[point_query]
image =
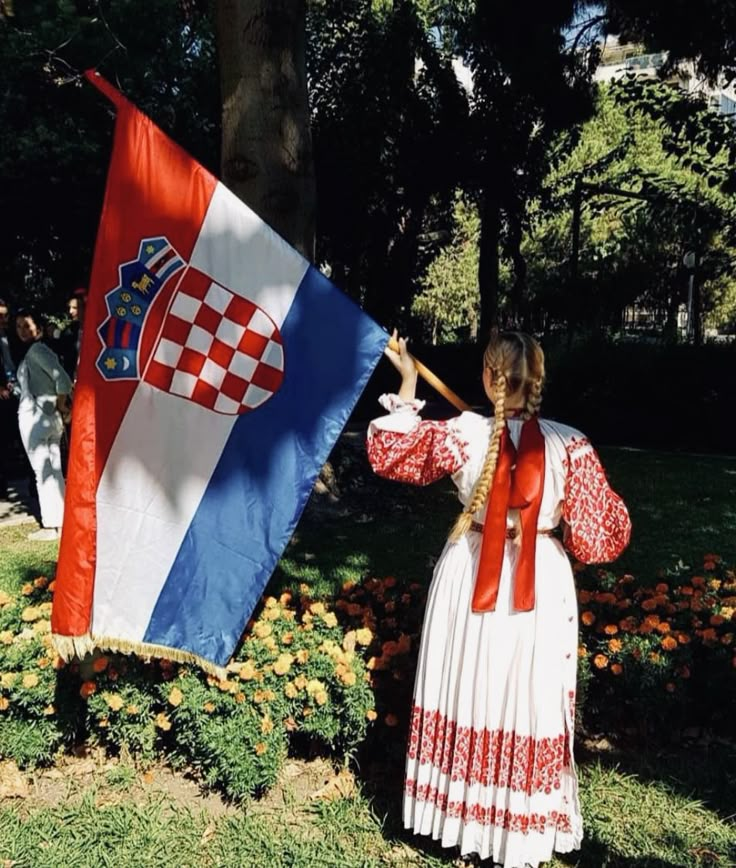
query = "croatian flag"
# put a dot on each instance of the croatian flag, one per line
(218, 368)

- - -

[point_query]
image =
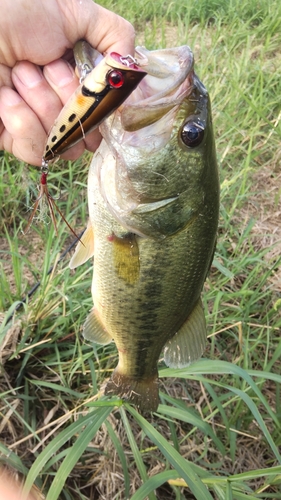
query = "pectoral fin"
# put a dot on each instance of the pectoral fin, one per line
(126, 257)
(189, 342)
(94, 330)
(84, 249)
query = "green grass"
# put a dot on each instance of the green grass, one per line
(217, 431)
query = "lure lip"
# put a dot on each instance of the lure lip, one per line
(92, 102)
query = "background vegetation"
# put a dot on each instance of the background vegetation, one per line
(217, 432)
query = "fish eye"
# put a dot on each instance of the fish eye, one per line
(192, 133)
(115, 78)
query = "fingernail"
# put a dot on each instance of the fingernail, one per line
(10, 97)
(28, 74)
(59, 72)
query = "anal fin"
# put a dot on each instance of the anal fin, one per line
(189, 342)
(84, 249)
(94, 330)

- - -

- **Task prompt**
Can you find every line in the rows above that contains the string "lure" (case-sensitive) and copy each one?

- **Answer to this exercise**
query = "lure lip"
# put a dot on each instance of the lure lip, one per line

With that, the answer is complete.